▶ Article
╭──
= Peter Stevens (car designer) =

British car designer (born 1943)

Professor Peter Stevens (born 1943) is a British car designer.

Stevens is one of the UK's best-known vehicle designers. He is currently a design consultant, teacher and lecturer.

Stevens trained at Central St Martin's School of Art and then, the Royal College of Art. He began his career in the 1970s as a designer at Ford, then Ogle design. He also began his long career as a tutor of Vehicle Design students at the RCA at this time . He spent five years as chief designer at Lotus Cars in the 1980s, where he developed the Esprit revision and designed the Lotus Elan (M100). He then designed the Jaguar XJR-15 and later in 1990 became Chief Designer at McLaren Cars. He was responsible for the design of the McLaren F1, launched in 1993. After a spell as chief designer at Lamborghini, he returned to the UK, undertaking consultancy for Prodrive, BMW, Williams and Toyota. Alongside his automotive design consultancy, he became Visiting Professor of Vehicle Design at the Royal College of Art, London, until October 2014. He was appointed as design director at the MG Rover Group in 2000.

As consultant director of design for Mahindra & Mahindra in India, from 2005, Stevens oversaw the introduction of the M&M GIO and the sell-out Mahindra XUV500.
╰──
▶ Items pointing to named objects
╭──
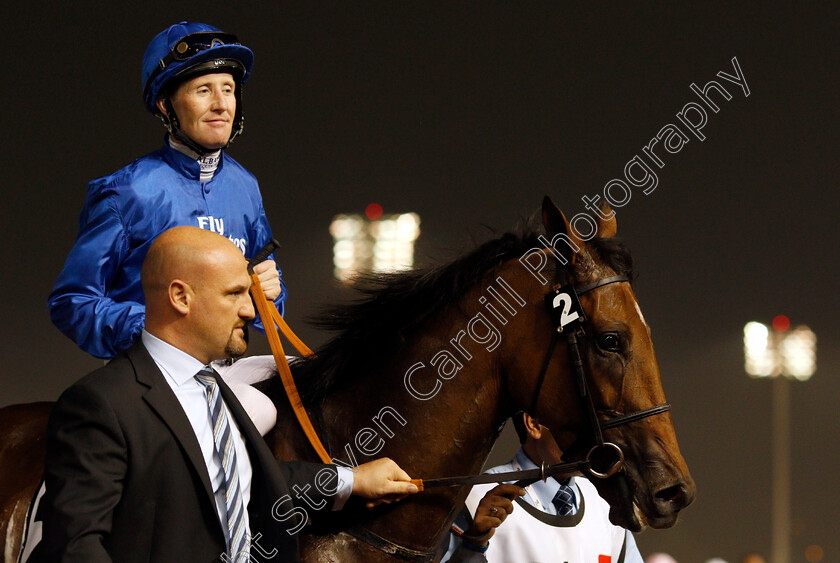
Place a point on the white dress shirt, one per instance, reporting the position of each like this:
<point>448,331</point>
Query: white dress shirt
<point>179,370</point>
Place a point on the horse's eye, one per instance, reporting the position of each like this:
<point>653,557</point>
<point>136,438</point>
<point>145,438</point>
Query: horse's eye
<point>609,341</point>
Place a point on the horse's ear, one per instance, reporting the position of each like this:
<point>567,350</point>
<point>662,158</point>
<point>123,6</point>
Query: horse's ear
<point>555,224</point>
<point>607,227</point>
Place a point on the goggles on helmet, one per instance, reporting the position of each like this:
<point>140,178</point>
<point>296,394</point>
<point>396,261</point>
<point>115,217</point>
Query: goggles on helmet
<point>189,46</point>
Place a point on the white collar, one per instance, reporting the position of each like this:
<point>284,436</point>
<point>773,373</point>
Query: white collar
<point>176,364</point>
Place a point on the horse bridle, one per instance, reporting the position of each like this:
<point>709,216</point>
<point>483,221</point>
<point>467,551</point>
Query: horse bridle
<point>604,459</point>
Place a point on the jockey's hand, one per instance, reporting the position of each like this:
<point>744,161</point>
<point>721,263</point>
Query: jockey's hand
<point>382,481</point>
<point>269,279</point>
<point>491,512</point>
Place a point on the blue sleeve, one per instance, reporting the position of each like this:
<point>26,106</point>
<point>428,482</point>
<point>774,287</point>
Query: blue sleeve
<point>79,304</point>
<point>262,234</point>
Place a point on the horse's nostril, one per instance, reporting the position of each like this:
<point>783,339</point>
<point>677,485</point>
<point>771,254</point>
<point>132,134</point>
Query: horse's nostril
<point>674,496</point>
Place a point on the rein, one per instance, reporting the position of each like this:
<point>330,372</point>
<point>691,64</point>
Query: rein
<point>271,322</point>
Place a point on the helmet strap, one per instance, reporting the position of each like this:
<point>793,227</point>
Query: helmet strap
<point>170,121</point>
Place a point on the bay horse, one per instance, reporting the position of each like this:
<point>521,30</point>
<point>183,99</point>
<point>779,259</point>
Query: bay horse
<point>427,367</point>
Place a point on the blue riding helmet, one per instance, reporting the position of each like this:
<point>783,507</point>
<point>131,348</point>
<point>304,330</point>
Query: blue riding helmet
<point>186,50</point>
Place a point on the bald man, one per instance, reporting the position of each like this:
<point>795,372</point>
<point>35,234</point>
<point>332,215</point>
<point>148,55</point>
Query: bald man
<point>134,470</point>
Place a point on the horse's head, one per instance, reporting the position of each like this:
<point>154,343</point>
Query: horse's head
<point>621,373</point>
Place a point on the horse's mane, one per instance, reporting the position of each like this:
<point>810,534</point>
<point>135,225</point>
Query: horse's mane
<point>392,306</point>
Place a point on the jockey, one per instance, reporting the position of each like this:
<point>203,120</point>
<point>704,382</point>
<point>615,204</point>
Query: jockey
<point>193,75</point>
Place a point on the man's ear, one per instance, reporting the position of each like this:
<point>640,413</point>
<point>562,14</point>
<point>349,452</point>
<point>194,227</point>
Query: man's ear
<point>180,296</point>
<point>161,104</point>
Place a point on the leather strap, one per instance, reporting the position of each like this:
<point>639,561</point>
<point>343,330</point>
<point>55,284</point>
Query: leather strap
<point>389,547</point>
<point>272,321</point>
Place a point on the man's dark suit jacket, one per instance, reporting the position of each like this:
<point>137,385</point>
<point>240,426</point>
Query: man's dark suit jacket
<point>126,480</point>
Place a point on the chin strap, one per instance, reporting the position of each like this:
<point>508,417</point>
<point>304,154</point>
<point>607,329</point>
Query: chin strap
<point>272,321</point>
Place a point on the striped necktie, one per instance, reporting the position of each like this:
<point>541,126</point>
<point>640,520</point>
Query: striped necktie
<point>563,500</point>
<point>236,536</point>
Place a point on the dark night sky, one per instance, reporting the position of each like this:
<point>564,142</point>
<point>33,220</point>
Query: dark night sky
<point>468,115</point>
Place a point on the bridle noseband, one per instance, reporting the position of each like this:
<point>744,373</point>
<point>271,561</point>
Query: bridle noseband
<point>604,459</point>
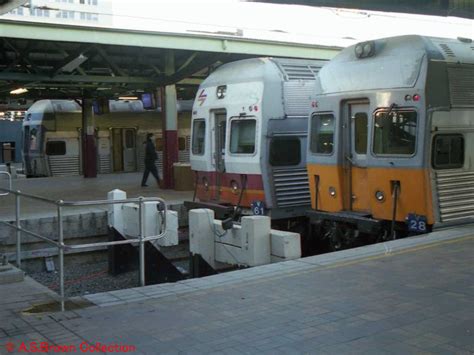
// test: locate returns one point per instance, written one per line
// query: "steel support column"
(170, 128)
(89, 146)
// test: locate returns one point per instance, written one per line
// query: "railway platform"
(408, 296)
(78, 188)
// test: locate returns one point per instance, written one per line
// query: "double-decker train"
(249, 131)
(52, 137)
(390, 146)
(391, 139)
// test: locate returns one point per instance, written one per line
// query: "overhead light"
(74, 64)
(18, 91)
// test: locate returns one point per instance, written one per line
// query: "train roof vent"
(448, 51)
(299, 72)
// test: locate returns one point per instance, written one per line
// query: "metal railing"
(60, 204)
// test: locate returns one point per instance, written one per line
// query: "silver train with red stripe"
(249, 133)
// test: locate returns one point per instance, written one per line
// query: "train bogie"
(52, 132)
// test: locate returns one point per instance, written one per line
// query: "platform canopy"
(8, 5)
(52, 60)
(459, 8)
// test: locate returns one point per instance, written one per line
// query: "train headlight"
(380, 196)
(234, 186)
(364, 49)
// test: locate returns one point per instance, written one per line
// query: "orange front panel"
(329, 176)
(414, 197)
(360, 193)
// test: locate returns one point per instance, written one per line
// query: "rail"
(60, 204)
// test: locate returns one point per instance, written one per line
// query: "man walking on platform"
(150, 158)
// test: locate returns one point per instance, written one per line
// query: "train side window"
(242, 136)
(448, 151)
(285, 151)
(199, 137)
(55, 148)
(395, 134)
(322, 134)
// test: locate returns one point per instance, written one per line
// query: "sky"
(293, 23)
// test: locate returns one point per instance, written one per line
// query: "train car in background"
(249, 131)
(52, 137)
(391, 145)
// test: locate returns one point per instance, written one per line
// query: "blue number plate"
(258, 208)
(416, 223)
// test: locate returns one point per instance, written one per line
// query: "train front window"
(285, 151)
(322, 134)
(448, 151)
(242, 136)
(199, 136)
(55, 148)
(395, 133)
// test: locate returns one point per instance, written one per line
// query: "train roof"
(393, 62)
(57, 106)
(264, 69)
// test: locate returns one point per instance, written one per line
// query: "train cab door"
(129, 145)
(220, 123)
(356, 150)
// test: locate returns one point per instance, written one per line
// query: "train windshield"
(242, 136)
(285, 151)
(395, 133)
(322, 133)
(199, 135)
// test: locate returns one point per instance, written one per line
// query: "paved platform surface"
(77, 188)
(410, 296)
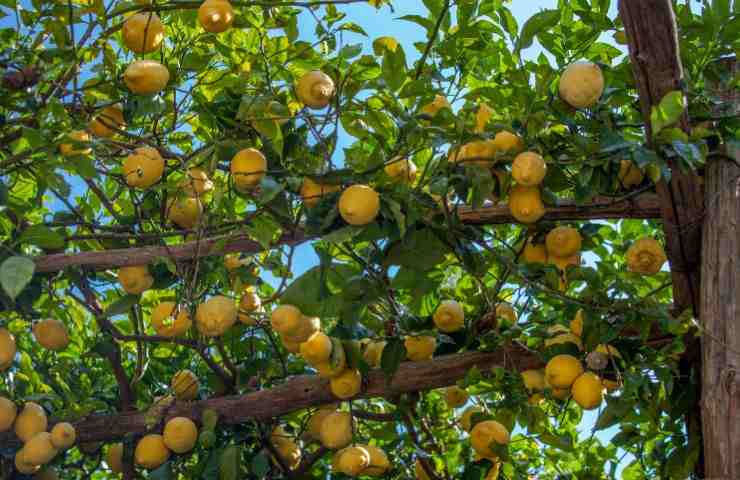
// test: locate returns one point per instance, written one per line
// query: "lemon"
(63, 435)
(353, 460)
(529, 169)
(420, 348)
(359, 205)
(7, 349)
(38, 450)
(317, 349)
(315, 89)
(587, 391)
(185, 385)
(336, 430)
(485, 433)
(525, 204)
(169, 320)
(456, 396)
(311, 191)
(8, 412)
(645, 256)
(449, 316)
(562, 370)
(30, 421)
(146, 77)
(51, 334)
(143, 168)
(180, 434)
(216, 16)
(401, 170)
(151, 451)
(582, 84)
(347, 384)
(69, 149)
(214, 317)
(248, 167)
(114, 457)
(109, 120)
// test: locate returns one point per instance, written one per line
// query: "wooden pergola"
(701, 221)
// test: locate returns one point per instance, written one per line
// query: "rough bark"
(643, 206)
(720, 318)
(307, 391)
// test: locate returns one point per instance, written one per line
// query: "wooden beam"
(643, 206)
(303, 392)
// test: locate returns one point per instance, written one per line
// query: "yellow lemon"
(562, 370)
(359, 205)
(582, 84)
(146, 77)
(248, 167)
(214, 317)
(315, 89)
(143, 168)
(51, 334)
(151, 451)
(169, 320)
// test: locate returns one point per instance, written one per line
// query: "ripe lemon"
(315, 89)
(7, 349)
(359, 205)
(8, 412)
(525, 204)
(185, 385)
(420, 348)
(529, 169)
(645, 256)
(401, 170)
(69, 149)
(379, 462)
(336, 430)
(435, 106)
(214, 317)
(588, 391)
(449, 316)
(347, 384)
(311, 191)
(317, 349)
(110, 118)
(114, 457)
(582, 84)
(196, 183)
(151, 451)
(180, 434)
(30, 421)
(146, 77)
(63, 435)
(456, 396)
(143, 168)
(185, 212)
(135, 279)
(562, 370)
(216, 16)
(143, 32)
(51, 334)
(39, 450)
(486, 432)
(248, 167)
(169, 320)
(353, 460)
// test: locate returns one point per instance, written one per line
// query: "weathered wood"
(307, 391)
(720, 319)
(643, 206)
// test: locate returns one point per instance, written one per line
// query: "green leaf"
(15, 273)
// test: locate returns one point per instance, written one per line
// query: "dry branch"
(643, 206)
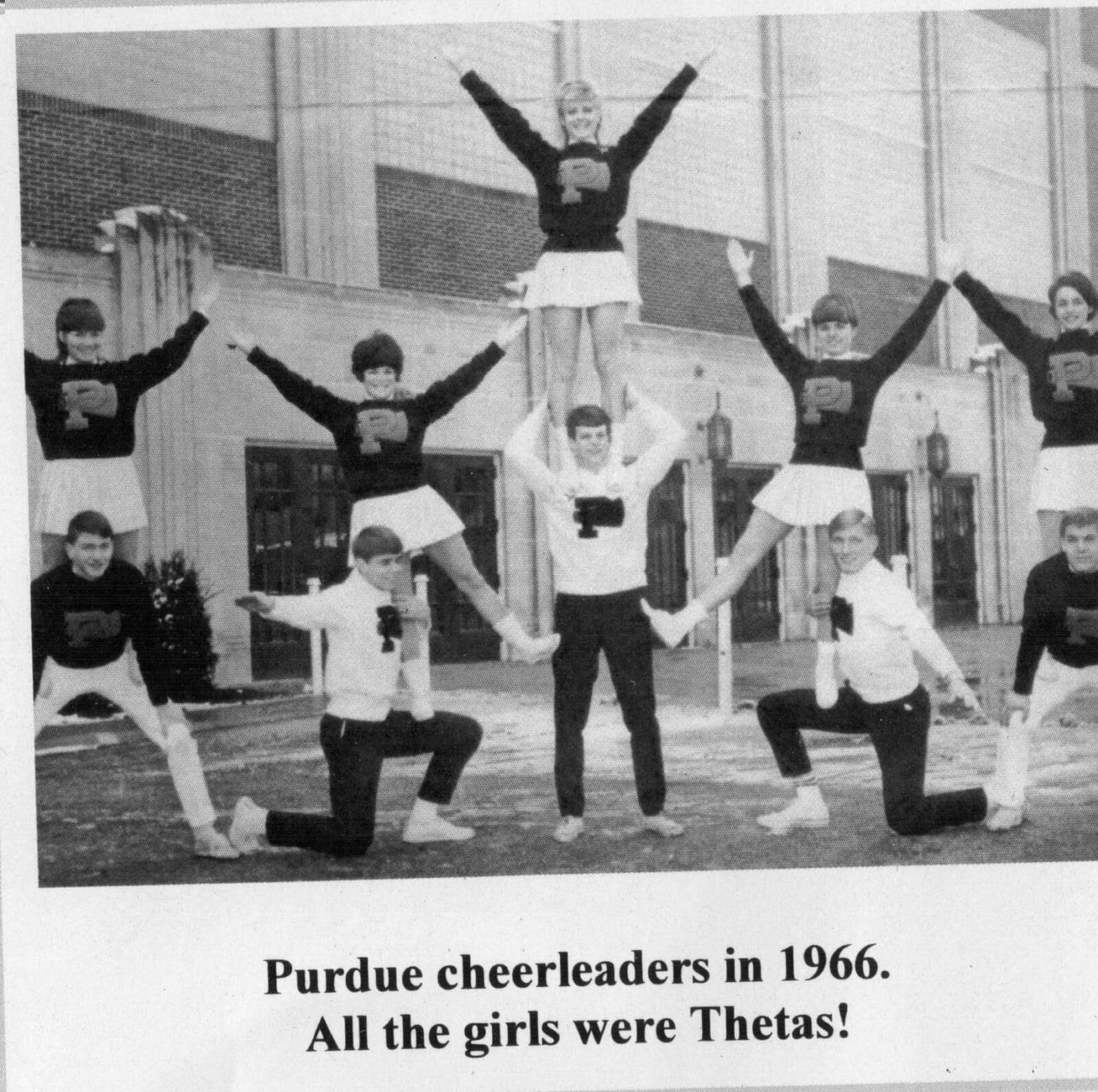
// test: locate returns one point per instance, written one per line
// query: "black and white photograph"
╰──
▶ Given instruction 1
Could you duplicate the part of the Peter Stevens article starting with "Professor Peter Stevens" and going on through "teacher and lecturer.", word for word?
▶ Given instruction 2
Can you pick up the article on car designer Peter Stevens after its last sentence and carry it on?

▶ Task answer 1
Professor Peter Stevens (born 1943) is a British car designer.

Stevens is one of the UK's best-known vehicle designers. He is currently a design consultant, teacher and lecturer.

▶ Task answer 2
From 2011-12, Stevens was director of design, at Rivian Automotive, a green auto manufacturer located in Rockledge, Florida, USA.

Currently, Stevens is a consultant, designer and lecturer. He is involved in the design and application of hybrid technology, including a high performance electric race car.

Twice nominated as the UK’s Prince Philip Designer of the Year, Peter Stevens has won numerous honours for his work, including 2002 Automotive Designer of the Year by Autocar. His work includes creating road and race cars for McLaren, Lamborghini, BMW, Lotus, MG Rover and Prodrive. His well-known designs include the McLaren F1 road car, the 1999 Le Mans-winning BMW V12 LMR, the Lotus Elan, Subaru’s Impreza P1 and world rally series–winning WRC as well as Jaguar’s XJR-15.

Some of his designs include:

- Jaguar XJR-15
- Lotus Elan M100
- McLaren F1
- Lotus Esprit (redesign)
- Subaru '555' WRC Imprezas
- Subaru Impreza P1 and Prodrive P2 (also based on an Impreza engine)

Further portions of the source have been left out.